┌─ EXTRACT

# Plan Review fees



## TimNY (Apr 7, 2010)

As I fight to keep my current staffing levels it came about that about 50% of the plans submitted were non-compliant to such a degree that they are stamped revise/resubmit and returned.

We currently have no fee to review the corrected plans.

One of the best statements i heard form the Board was "if we start charging them to review crap plans I bet they'll stop submitting crap"

So it looks like the plan is to have the initial review covered in the application and permit fees, but add another fee for reviewing corrected plans.

Does anybody else have something similar to this?  Any rule of thumb as to when you refuse a set of plans versus just making a notation on the plans?

What about fees for plan reviews? (or re-reviews?)

A permit for a 2500sf home here is about $1600


----------



## Yankee (Apr 7, 2010)

Returned with the statement that there is not enough information or the information does not have enough clarity to review for code compliance. Now, if it has a lot of clear information but the information is all wrong . . . .when do you get to quit reviewing? Pretty much when you feel like it, I think.


----------



## TimNY (Apr 7, 2010)

Well I do the full review either way. Make notes as to required information that is missing or denote all the non-compliant items with a code section (i just note the section number, let _them_ read it).

A lot of times if I just need a detail or two I will call up the designer and have him fax an 8x11 over to fill the gap.  Although once you start chargin for re-reviews it may get into a "why did you charge me for this one but not that one" scenario if I were to continue in that manner.

I suppose the bulk of my question is whether a lot of you charge an additional fee to review a second submission, and what that fee is in relation to the permit fee.

Thanks for the reply,

Tim


----------



## cda (Apr 7, 2010)

no re review fee, normaly just a check of items form a list we create, so normaly does not take much time

maybe the fee for repeat offenders is thier plans go to the bottom of the pile and stay there for awhile.


----------



## Inspector Gift (Apr 8, 2010)

Our department only charges 12-1/2 % of permit fee for residential plan review.  We don't charge for multiple repeat reviews... yet.


----------



## Uncle Bob (Apr 8, 2010)

Man with no shoes, meet a man with no feet;

Submitted plan, 2310 sq. ft. new home; free hand drawn (not even a ruler) on copy paper.  Details; general location of bathroom fixtures and kitchen appliances.  Type of fixture is recognizeable in general location of the bathroom (tub, water closet, lavatorty); which rectangle is the kitchen sink or range is a little iffy.  "APPROVED".

Where Engineered lumber (TJIs, LVLs, Gluelambs, and Trusses) are used; no layouts, truss design drawings, or engineer's details are submitted or required.

Population, approximately 50,000.  2006 IRC adopted and ignored.  Well, ignored is not really fair; because no one knows what's in the book.

Hope this makes you feel a little better,

Uncle Bob


----------



## vegas paul (Apr 8, 2010)

Believe it or not, we don't charge any plan review fees... EVER!  I'm working on changing that.  So 1st  review = free, 2nd review = free, you get the idea.  Currently our permit fees barely meet the lowest comparable fees in the geographic area, and without plan review fees, we are downright cheap!  Still, the builders complain that we are costing them too much.

└─
┌─ RECORDS SHOWN

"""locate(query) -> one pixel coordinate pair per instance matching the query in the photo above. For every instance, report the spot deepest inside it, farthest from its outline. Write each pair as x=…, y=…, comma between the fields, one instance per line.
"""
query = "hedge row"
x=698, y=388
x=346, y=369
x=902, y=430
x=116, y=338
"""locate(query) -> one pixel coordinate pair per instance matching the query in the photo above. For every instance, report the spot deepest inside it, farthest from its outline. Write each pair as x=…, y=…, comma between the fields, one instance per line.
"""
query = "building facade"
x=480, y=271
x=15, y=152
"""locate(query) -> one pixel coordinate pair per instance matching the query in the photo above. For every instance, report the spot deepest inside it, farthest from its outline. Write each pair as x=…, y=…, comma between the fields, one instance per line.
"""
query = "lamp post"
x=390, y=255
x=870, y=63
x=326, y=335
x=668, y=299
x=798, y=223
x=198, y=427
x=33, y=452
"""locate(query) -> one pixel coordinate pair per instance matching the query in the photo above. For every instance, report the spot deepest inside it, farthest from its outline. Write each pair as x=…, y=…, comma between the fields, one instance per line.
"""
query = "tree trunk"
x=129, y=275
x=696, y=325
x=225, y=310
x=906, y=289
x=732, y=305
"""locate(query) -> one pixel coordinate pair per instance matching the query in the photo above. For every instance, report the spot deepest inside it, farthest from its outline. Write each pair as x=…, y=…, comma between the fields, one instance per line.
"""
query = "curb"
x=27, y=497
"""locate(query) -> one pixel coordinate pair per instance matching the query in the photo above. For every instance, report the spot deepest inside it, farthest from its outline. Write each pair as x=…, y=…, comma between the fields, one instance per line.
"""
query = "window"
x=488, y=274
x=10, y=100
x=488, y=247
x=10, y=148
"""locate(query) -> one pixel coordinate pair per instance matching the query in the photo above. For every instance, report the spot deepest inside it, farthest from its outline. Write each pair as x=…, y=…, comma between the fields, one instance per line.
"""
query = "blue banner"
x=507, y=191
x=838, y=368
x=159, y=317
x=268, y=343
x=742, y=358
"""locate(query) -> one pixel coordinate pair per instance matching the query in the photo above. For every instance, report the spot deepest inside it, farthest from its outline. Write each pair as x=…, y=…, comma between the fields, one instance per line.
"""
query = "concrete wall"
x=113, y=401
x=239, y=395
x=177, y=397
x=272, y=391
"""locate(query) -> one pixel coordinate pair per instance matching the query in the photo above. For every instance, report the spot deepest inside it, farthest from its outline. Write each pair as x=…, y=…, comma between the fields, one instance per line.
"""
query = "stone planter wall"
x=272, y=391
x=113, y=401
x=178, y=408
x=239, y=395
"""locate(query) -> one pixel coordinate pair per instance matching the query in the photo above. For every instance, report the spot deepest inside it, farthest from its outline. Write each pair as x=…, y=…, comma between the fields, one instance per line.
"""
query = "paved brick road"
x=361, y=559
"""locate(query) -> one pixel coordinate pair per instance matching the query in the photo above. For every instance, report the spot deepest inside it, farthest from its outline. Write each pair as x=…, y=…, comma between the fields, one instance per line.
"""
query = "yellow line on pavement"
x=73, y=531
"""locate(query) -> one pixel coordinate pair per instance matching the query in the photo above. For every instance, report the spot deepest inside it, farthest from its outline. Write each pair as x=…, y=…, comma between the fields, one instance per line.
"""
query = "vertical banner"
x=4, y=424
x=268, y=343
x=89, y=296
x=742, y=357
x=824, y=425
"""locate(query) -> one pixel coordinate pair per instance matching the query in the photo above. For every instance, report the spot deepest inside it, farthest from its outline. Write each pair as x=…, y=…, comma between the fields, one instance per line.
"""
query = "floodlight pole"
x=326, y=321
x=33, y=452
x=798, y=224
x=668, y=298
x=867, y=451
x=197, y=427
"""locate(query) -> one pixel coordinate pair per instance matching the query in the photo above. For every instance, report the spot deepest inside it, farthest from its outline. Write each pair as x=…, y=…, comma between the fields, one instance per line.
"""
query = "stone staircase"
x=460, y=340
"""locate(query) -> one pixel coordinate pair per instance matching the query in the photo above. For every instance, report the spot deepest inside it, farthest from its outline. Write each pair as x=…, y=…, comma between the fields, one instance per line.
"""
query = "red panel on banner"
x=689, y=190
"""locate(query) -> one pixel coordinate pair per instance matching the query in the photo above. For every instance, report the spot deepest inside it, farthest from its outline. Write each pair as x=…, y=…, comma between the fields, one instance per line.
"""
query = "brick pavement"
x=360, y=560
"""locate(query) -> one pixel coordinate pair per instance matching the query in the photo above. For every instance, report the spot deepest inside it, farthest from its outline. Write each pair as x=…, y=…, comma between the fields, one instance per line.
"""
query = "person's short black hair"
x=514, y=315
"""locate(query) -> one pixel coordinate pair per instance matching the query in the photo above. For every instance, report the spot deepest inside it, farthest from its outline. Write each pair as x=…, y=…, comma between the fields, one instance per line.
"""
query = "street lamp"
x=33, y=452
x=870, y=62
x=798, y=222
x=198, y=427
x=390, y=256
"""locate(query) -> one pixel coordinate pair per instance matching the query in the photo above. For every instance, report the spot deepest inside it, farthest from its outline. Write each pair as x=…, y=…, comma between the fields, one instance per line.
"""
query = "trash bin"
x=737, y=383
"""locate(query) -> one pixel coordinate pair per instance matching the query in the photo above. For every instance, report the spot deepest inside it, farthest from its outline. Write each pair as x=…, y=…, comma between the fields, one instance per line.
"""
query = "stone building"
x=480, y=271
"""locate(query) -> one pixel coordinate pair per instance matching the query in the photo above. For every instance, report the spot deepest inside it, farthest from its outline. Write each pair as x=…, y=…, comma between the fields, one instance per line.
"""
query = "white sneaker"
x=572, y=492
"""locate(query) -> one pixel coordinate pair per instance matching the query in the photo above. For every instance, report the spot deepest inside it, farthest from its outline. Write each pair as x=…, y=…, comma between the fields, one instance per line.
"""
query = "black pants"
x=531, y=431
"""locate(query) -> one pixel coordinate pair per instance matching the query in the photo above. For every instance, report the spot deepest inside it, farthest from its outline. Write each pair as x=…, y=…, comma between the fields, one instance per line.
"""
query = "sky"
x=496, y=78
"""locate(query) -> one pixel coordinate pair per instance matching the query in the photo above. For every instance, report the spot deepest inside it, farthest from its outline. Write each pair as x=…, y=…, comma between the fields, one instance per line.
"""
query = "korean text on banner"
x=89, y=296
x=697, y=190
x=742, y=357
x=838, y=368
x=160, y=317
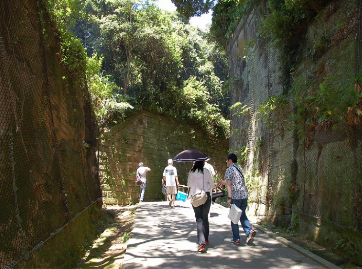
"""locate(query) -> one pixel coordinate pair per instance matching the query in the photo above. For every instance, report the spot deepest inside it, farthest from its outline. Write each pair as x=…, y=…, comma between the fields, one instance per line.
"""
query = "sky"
x=200, y=22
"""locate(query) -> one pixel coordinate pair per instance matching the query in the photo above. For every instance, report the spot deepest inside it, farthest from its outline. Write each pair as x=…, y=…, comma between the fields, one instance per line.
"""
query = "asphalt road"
x=165, y=237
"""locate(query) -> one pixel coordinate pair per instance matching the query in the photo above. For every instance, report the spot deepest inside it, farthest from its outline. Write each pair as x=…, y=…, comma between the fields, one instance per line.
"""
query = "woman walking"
x=200, y=179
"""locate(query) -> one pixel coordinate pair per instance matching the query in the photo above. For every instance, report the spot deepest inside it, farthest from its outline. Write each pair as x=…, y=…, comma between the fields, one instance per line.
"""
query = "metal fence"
x=48, y=165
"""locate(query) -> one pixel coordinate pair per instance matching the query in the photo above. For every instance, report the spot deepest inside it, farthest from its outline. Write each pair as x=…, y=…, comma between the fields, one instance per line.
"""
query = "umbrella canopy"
x=190, y=155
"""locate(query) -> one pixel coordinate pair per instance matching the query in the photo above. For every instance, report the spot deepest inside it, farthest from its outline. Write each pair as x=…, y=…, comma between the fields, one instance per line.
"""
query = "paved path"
x=165, y=237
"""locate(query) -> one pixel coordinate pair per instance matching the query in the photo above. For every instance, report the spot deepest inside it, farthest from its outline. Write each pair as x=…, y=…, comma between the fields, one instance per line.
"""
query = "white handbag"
x=234, y=214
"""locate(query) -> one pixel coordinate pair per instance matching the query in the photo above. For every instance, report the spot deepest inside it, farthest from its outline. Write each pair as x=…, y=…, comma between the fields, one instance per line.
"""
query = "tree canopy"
x=143, y=58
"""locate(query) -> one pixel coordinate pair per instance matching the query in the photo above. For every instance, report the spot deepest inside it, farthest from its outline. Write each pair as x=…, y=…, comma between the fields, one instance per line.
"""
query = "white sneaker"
x=250, y=237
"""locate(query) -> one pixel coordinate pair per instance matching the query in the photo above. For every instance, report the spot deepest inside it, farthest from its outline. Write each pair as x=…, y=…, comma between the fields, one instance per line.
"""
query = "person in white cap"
x=141, y=171
x=170, y=179
x=210, y=168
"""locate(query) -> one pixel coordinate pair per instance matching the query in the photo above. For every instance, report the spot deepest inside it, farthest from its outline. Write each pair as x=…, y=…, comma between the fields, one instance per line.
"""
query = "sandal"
x=201, y=248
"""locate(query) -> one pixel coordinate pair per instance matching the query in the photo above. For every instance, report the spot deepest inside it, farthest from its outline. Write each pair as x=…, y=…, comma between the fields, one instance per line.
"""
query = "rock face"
x=48, y=167
x=303, y=173
x=151, y=139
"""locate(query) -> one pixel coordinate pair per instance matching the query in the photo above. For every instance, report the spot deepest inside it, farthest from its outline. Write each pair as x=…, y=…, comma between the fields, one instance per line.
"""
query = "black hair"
x=232, y=157
x=198, y=165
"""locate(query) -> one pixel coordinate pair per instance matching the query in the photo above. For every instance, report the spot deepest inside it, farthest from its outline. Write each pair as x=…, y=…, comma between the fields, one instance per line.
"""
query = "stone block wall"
x=151, y=139
x=311, y=183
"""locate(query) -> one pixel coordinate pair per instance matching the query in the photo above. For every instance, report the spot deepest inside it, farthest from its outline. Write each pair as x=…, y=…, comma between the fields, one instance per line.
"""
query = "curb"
x=307, y=253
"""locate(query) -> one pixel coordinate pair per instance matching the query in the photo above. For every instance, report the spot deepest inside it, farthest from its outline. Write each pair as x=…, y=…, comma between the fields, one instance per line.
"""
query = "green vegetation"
x=142, y=58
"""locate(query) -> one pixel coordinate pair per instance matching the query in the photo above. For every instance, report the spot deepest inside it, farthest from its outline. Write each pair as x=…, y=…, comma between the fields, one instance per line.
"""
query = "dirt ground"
x=109, y=249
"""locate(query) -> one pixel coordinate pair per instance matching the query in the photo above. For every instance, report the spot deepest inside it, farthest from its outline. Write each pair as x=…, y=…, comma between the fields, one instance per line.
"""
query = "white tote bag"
x=235, y=214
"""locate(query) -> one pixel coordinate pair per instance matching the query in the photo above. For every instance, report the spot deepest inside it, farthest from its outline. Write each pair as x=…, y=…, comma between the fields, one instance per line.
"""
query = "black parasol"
x=190, y=155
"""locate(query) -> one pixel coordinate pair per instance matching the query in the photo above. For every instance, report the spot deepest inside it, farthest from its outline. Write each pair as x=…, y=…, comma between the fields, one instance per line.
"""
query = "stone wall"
x=309, y=183
x=49, y=186
x=151, y=139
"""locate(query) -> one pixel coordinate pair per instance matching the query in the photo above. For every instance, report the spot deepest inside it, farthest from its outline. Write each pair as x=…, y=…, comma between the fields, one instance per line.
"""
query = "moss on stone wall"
x=310, y=159
x=151, y=139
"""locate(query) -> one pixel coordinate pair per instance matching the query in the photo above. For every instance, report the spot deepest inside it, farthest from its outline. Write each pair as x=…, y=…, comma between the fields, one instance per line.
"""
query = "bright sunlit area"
x=203, y=22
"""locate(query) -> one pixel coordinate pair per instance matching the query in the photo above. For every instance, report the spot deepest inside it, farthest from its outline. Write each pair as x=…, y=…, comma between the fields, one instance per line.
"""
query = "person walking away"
x=235, y=183
x=200, y=178
x=170, y=179
x=141, y=171
x=209, y=167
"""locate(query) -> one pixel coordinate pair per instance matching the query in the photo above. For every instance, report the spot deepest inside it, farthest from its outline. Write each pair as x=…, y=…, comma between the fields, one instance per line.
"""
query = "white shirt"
x=142, y=171
x=170, y=173
x=198, y=181
x=210, y=168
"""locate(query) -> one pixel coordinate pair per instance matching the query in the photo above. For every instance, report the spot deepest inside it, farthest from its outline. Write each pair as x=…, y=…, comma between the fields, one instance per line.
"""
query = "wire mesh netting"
x=48, y=166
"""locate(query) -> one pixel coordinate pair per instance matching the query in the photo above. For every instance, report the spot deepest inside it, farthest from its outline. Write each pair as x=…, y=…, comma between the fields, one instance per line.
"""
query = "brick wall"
x=151, y=139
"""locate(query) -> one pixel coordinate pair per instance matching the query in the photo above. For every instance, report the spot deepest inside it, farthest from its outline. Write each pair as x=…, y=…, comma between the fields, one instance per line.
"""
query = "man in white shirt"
x=170, y=179
x=210, y=168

└─

> [PROBLEMS TO WORK ON]
A. In the plan review fees thread, what share of the permit fee does Inspector Gift's department charge for residential plan review?
B. Find every line in the listing that contains the string "paved", matching case exactly, and copy each of those lines.

> [OUTPUTS BY TASK]
A. 12-1/2 % of the permit fee.

B.
query = "paved brick road"
query = "paved path"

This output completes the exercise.